[Items from a dataset]
-*-
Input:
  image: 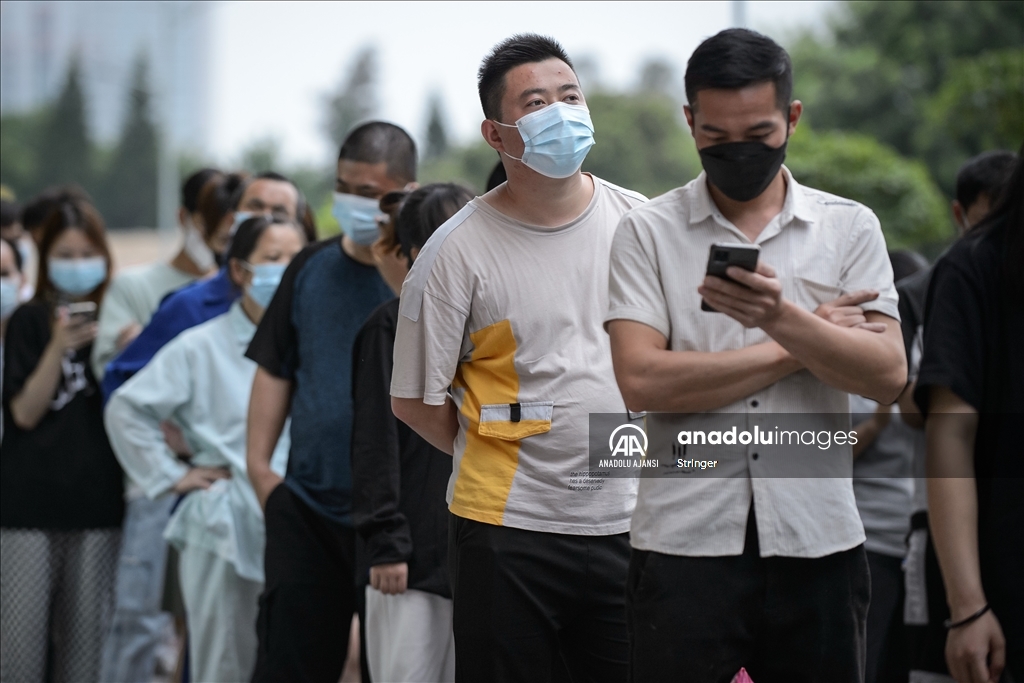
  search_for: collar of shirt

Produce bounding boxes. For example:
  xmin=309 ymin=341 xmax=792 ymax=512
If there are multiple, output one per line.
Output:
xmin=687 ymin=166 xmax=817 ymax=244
-*-
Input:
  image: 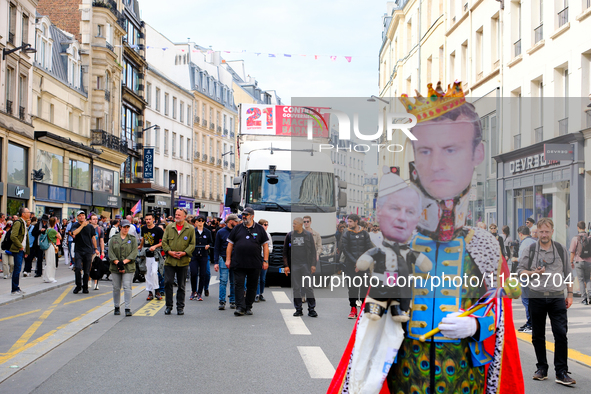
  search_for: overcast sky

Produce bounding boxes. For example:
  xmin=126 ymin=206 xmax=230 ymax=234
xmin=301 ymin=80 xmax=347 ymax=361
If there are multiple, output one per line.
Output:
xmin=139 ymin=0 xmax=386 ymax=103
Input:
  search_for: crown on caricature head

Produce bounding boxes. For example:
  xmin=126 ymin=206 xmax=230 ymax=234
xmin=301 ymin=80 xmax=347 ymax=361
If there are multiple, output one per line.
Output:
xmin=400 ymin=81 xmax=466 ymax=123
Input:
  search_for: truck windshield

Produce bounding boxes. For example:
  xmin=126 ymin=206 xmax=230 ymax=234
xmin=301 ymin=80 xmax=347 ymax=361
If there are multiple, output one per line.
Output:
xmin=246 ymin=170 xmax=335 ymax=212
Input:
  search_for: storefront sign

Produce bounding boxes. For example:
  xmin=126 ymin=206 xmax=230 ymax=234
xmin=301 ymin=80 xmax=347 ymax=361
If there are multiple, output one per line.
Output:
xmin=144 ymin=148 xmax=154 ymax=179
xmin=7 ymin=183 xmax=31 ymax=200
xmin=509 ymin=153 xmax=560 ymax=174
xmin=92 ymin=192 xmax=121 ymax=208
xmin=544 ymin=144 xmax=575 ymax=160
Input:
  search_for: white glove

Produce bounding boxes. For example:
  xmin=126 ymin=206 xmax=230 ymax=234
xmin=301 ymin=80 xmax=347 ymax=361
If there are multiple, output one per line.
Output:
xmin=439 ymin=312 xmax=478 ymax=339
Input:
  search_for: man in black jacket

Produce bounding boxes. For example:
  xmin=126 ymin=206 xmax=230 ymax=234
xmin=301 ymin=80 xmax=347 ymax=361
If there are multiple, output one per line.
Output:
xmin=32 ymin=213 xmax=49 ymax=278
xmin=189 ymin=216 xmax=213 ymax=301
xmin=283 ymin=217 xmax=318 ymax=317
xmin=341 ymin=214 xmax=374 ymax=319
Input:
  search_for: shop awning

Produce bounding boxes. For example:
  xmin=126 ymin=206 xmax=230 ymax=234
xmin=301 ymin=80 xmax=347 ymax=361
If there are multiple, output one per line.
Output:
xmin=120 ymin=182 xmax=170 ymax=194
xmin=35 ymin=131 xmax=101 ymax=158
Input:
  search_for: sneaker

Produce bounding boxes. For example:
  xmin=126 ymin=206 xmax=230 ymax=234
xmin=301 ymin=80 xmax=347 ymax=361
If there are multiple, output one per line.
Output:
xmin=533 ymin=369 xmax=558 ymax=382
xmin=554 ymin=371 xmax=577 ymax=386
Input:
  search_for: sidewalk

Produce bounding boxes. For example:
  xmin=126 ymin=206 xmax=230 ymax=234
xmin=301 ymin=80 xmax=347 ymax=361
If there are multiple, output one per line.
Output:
-*-
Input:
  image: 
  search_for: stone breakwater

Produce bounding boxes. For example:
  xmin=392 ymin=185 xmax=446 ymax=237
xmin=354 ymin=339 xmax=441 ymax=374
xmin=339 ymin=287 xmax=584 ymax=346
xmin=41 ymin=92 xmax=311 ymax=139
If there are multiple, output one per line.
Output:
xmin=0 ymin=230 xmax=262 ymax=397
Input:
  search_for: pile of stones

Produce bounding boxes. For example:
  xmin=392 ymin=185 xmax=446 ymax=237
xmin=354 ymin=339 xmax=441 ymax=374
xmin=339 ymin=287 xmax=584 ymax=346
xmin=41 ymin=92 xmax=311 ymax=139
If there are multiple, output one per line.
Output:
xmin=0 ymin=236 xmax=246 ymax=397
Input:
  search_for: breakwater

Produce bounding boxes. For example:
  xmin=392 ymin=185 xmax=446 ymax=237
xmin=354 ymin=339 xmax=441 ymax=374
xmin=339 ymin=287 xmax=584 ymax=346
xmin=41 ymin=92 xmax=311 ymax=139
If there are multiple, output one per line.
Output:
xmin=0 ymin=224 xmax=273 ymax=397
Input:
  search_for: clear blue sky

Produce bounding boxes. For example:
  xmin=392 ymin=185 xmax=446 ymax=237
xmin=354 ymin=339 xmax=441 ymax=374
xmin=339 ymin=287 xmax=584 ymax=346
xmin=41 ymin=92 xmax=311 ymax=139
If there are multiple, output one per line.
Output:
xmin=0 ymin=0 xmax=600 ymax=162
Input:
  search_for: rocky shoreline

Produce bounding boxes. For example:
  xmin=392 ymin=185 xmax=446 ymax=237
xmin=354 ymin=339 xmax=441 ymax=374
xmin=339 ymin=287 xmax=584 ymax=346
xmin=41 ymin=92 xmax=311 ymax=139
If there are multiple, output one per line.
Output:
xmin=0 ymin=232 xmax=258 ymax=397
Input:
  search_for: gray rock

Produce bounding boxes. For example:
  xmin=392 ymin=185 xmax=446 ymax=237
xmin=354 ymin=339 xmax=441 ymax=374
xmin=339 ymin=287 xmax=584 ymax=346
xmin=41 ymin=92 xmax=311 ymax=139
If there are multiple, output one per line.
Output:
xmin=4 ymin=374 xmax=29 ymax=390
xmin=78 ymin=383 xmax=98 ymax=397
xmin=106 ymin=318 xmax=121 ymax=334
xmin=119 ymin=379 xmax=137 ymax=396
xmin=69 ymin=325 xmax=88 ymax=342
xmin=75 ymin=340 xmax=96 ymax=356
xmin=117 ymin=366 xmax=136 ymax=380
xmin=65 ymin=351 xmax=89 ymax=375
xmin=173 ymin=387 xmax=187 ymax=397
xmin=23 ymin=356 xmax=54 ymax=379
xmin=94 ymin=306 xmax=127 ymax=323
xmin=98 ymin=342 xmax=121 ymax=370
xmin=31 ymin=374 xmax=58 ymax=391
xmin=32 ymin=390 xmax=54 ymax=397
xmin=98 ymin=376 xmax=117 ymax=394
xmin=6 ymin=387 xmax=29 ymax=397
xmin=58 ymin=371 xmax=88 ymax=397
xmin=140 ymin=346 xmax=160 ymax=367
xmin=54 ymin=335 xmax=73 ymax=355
-*-
Work to complete: List every line of the items above that contains the word "breakwater", copying each line in full. Case counts.

The response:
  search_for: stone breakwater
  search_for: breakwater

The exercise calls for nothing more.